_Page extract_
At a time when conflict, insecurity, climate extremes and economic shocks are pushing more and more people into extreme levels of food insecurity, funding from the EU helped WFP run its cash assistance programs in Haiti and the Dominican Republic over a period of nine months.
The contribution, made through the EU’s Civil Protection and Humanitarian Aid Operations department (DG ECHO), also helped WFP maintain the UN Humanitarian Air Service in Haiti, which plays a key role in guaranteeing safe transport for humanitarian workers and aid across the country.
“The scale of the current global hunger crisis remains enormous. In the region of Latin America and the Caribbean, food insecurity has been on the rise. Countries like Haiti are ‘forgotten’ crises, with nearly 5 million Haitians going hungry in silence,” said WFP Regional Director for Latin America and the Caribbean Lola Castro. “We’re very grateful for the European Union’s support — they continue to step up to help some of the most vulnerable people in the region.”
“Fighting hunger is one of our global priorities and it is especially important to do so in Haiti, where about half of the country does not have enough to eat and where the future does not look bright. On top of this, the country is also experiencing an extreme level of violence, pushing tens of thousands of people in an even deeper and more worrisome vulnerability,” said Alvaro De Vicente, Head of the Regional Office for Latin America and the Caribbean of the European Union Civil Protection and Humanitarian Aid Department. “Through this humanitarian funding, we reiterate our commitment to support the most vulnerable people in the region.”

_Prompt 1_
Answer these questions from the passage on EU support for WFP in Haiti:
(a) For how long did EU funding help WFP run its cash assistance programs in Haiti and the Dominican Republic?
(b) Which service in Haiti did the contribution also help WFP maintain?
(c) According to Lola Castro, how many Haitians are going hungry in silence?
_Prompt 2_
Extend the passage on EU support for WFP in Haiti, picking up after its final sentence.
The lines that come next are not needed for any of this work.

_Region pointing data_
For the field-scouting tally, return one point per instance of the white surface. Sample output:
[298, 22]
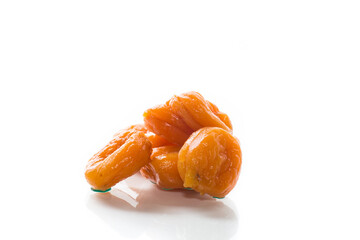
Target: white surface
[72, 73]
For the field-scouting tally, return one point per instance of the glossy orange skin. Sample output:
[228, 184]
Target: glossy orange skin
[163, 169]
[122, 157]
[179, 117]
[155, 140]
[210, 161]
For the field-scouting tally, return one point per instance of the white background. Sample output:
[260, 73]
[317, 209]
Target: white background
[72, 73]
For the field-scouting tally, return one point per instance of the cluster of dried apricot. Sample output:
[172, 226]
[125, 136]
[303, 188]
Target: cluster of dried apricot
[185, 143]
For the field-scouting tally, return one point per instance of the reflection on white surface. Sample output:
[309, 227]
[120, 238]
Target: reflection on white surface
[138, 209]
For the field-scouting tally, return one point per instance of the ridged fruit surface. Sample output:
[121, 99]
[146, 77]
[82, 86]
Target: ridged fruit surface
[209, 161]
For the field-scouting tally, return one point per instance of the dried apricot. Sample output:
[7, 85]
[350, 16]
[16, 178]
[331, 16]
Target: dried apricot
[179, 117]
[163, 169]
[209, 161]
[155, 140]
[122, 157]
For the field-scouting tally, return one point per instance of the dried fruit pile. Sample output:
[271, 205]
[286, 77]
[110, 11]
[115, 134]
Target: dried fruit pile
[185, 143]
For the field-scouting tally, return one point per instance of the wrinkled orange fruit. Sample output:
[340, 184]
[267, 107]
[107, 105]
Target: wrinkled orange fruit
[179, 117]
[163, 169]
[155, 140]
[122, 157]
[209, 161]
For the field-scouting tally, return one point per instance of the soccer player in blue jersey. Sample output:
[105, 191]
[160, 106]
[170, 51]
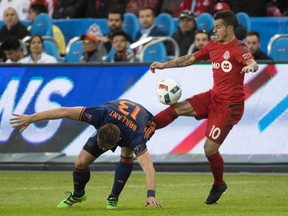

_Final answer 1_
(a) Nine months.
(b) The UN Humanitarian Air Service.
(c) Nearly 5 million.

_Final answer 2_
The EU’s contribution — part of extraordinary funding at the end of 2022 to address the food crisis worldwide — came at a critical time for WFP’s operations in Haiti, which has one of the highest levels of food insecurity in the world. The country is currently facing a deepening humanitarian crisis with its complex emergency situation being compounded by violence, insecurity, economic woes and climate shocks.
In the Dominican Republic, despite sustained economic growth and stability during the past decades, food security has continued to deteriorate due to poverty, recurrent natural shocks, the impact of the COVID-19 crisis and the ripple effects of the conflict in Ukraine.